• _PARTS OF THE EXERCISE_
**a.** Answer these from the essay on transportation:
(i) Who wrote the Salon article that the essay quotes?
(ii) What two things does the essay say we can share to make life better?
(iii) Driving comes at the expense of which public good?
**b.** Write the next few paragraphs of the essay on transportation, picking up after its last sentence.

··· EXCERPT TO READ ···

Down to Earth: A crisis of sustainable transportation

We’re in the middle of a national crisis of public life. The idea that we can make life better by sharing our collective wealth (money and natural resources) and brainpower (science, engineering, literature and the arts) is under threat.

In a recent article for Salon, Henry A. Giroux called it “the withering of civic attachments, the undoing of civic culture, the decline of public life and the erosion of any sense of shared citizenship.”

Nowhere is this phenomenon more evident than in transportation. The ascendancy of the car symbolizes our national obsession with atomized individuals moving at top speed wherever they want, each one surrounded by an armored, impregnable cask of metal.

The car represents an insistence on individual ownership and consumer display, rather than sharing and mutual benefit. We drive at the expense of a public good – a clean atmosphere, as greenhouses gases and soot build up, changing our climate and damaging our lungs.

··· PROVIDED RECORDS ···

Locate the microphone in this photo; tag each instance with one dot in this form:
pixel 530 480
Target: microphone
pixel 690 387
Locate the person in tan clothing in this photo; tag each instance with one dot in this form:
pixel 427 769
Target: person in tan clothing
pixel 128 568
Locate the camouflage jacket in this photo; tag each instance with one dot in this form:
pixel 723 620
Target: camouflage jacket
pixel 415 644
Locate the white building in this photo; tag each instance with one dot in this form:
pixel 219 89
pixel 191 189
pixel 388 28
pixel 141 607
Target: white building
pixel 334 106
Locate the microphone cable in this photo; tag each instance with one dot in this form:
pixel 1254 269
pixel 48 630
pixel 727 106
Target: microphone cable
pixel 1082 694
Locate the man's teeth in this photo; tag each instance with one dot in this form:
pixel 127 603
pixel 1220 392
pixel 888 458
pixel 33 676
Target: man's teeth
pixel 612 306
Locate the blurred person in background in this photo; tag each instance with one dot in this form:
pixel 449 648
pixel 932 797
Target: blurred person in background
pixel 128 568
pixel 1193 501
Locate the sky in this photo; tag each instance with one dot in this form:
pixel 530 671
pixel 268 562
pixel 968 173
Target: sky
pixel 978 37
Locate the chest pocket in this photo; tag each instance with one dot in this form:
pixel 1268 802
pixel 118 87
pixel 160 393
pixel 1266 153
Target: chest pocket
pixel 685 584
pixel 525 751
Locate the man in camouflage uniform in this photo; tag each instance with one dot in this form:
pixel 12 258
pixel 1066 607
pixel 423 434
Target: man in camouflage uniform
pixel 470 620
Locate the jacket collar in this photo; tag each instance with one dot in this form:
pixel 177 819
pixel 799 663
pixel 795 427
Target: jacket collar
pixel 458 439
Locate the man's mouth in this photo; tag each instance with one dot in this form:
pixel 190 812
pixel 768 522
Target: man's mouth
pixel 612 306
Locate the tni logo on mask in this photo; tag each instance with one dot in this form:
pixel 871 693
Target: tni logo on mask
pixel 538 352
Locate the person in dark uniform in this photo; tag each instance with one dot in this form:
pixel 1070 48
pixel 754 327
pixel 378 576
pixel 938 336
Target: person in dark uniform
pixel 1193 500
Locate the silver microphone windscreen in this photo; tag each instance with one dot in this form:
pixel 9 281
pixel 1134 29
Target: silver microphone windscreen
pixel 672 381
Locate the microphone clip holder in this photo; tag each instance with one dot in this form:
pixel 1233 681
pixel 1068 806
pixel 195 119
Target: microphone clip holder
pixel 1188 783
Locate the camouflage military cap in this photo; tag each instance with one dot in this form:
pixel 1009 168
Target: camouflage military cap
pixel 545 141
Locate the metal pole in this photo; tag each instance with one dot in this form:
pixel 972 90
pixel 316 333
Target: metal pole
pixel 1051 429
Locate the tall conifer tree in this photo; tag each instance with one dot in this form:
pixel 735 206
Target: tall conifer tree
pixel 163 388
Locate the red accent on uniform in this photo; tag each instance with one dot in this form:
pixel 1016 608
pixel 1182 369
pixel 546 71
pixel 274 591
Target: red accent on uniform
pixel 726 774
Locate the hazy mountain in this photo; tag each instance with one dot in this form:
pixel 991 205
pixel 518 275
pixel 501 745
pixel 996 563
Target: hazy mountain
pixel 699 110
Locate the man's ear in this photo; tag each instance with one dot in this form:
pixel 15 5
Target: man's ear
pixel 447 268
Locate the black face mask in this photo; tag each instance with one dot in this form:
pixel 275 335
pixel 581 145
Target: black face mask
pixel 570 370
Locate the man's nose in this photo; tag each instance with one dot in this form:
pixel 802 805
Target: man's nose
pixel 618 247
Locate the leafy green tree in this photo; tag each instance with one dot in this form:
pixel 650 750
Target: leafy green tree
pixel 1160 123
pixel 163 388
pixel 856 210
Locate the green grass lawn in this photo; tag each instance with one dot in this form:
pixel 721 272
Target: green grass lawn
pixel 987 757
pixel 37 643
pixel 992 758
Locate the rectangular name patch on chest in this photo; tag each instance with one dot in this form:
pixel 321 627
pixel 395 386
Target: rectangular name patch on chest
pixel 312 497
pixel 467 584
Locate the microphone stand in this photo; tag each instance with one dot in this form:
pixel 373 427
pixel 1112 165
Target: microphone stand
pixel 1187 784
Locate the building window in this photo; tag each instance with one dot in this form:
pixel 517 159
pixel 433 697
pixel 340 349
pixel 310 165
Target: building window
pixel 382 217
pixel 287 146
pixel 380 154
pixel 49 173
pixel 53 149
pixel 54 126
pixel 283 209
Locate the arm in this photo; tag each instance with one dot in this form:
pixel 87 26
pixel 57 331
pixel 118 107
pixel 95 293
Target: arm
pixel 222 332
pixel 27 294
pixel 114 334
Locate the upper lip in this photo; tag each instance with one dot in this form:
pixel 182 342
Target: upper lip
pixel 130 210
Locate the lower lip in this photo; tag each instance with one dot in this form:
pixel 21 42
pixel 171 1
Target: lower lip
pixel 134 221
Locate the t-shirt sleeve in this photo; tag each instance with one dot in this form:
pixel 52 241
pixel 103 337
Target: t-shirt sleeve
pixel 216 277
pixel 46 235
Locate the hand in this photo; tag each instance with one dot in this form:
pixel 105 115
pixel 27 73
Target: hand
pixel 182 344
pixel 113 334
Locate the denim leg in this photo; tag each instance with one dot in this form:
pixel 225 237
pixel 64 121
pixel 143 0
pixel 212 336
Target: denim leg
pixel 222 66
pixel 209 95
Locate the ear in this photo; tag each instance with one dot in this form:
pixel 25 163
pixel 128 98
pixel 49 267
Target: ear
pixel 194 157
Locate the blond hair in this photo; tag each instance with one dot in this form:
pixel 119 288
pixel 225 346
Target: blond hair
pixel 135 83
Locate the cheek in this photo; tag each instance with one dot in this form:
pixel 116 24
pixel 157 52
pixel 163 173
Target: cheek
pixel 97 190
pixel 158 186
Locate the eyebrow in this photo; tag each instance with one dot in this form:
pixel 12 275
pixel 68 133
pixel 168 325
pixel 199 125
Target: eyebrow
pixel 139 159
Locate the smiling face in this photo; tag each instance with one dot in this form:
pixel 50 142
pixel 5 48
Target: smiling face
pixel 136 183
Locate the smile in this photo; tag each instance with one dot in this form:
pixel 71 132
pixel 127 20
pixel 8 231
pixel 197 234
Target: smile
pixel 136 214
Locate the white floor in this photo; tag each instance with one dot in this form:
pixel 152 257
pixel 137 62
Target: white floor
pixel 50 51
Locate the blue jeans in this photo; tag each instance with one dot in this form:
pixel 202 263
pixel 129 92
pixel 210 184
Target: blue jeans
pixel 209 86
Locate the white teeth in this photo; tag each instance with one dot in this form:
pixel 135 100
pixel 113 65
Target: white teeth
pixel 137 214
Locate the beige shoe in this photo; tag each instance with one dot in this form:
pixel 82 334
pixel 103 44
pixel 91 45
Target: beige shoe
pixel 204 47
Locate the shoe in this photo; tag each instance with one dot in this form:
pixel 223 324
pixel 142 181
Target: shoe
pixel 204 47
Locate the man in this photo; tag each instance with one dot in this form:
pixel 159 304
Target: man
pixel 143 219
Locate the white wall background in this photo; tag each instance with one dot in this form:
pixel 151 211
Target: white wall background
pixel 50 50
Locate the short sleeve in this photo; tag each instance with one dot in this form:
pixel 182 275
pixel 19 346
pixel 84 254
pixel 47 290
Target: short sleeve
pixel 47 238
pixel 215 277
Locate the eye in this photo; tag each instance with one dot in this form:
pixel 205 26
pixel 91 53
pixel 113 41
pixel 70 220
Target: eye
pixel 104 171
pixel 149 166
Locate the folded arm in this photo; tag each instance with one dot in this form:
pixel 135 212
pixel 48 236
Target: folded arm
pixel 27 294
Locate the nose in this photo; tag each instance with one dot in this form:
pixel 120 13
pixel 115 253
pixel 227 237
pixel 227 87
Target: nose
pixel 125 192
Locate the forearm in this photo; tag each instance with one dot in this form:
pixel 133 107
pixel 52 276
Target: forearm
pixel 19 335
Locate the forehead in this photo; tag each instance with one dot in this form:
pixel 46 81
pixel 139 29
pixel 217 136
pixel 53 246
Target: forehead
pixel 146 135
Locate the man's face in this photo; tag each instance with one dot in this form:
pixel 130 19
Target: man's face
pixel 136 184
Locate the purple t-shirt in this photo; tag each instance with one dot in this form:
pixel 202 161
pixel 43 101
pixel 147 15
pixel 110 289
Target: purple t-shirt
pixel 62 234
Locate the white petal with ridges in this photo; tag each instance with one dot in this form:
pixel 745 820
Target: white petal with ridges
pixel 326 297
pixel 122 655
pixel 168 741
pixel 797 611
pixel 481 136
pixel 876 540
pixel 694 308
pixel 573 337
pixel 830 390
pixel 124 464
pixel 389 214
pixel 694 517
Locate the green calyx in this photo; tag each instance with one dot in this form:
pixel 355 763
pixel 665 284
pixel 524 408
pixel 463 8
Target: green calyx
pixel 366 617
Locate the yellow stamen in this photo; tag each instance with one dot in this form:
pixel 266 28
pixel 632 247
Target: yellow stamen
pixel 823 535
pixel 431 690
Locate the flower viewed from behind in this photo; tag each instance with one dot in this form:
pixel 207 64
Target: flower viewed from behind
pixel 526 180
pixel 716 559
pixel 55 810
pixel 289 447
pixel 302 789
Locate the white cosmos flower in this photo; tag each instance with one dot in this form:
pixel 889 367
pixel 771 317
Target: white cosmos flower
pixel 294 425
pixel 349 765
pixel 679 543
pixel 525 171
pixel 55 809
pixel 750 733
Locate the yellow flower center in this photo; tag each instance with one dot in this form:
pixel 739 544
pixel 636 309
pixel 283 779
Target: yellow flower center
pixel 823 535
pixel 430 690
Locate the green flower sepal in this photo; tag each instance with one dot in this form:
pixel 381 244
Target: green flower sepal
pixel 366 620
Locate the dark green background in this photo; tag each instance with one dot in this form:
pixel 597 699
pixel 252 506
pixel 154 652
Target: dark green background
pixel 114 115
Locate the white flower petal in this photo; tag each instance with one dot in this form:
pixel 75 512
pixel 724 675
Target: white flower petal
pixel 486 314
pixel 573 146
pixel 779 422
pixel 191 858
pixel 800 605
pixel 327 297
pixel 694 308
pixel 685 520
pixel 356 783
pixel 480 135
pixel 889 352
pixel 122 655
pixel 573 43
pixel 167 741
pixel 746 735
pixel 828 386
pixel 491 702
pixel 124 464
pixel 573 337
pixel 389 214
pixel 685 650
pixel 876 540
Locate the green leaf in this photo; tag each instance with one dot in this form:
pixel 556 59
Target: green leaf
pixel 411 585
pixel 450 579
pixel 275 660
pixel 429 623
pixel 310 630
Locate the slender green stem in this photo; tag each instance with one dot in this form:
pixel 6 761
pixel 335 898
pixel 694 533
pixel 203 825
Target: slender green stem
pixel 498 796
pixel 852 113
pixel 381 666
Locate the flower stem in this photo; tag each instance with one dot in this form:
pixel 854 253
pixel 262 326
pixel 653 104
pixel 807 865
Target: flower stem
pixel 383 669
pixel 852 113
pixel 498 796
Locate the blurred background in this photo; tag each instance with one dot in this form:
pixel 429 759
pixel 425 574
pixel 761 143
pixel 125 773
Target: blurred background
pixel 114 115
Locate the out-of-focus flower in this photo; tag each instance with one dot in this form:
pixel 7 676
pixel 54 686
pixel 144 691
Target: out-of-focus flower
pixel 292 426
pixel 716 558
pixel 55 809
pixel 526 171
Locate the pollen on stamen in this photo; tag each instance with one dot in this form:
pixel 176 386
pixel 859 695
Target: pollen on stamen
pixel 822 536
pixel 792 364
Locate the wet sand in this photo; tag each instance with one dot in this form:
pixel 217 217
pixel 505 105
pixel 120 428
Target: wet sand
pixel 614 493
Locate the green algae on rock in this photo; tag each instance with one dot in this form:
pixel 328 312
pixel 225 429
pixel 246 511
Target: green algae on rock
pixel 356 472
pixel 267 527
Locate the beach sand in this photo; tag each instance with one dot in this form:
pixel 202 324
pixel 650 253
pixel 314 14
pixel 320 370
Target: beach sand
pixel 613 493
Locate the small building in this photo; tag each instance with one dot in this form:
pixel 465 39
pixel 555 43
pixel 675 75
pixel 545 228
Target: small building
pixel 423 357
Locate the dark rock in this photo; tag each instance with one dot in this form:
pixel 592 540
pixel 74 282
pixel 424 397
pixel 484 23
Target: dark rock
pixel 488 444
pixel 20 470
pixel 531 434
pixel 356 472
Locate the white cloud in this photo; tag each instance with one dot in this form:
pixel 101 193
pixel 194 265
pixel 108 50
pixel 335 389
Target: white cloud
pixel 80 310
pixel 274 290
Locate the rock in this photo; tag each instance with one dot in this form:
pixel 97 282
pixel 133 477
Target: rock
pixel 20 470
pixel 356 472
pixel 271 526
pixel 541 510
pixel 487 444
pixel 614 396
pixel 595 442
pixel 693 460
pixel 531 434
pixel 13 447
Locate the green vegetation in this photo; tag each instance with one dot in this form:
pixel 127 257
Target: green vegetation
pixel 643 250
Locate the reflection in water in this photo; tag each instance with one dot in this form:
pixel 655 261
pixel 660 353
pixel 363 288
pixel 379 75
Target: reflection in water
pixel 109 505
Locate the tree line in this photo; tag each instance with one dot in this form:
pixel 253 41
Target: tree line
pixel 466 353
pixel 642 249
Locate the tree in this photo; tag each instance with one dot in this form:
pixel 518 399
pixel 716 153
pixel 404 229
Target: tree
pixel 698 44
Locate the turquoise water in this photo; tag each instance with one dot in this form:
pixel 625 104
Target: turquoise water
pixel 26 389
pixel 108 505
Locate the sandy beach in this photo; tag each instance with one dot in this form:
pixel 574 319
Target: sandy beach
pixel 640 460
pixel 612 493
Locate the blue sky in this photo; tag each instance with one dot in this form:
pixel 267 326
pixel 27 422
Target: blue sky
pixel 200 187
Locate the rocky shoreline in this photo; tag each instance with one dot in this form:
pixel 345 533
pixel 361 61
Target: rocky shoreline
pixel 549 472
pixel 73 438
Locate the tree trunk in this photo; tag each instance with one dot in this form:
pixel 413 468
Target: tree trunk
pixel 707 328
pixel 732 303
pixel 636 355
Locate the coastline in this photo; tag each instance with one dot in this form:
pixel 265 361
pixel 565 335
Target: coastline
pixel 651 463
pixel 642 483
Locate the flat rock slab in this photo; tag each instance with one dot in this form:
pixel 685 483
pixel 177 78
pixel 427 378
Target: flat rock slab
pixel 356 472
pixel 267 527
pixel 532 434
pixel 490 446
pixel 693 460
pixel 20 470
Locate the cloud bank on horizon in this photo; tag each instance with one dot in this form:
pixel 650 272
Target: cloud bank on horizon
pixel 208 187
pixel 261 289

···

• _REPLIES_
**a.**
(i) Henry A. Giroux
(ii) Our collective wealth (money and natural resources) and our brainpower (science, engineering, literature and the arts)
(iii) A clean atmosphere

**b.**
Meanwhile, public transport and other sustainable means of moving around risk getting chipped away. Even here in the Valley, normally a great supporter of sustainable measures, our transportation systems are at risk.

Recently, the PVTA announced it may have to cut a number of bus lines due to shortfalls in the state budget.

These include the express bus between Northampton and Amherst, routes that link Hampshire, Smith and Mount Holyoke Colleges, and lines to UMass from Whately, South Deerfield, Sunderland, Holyoke and South Hadley. They also include express routes that connect Northampton, Holyoke, Springfield, and Chicopee, which many people rely on to get to work.

Cutting those routes would hamper students from reaching courses at other schools, diminishing the area’s educational richness. It would force more staff, professors and professionals to drive, adding congestion on already crowded roads like Route 9.

PVTA routes are particularly important to lower income users, but can help anyone.

Meanwhile, taking a bicycle is still a trying and dangerous endeavor, despite our good fortune to have regional bike trails and despite some efforts to improve the situation for cyclists, such as the installation of speed bumps on Nonotuck Street where a cyclist was killed earlier this year.

Recently, unfriendly painted signs appeared on the corners of downtown sidewalks in Northampton. “Walk your bicycle,” they read. “No skateboards.”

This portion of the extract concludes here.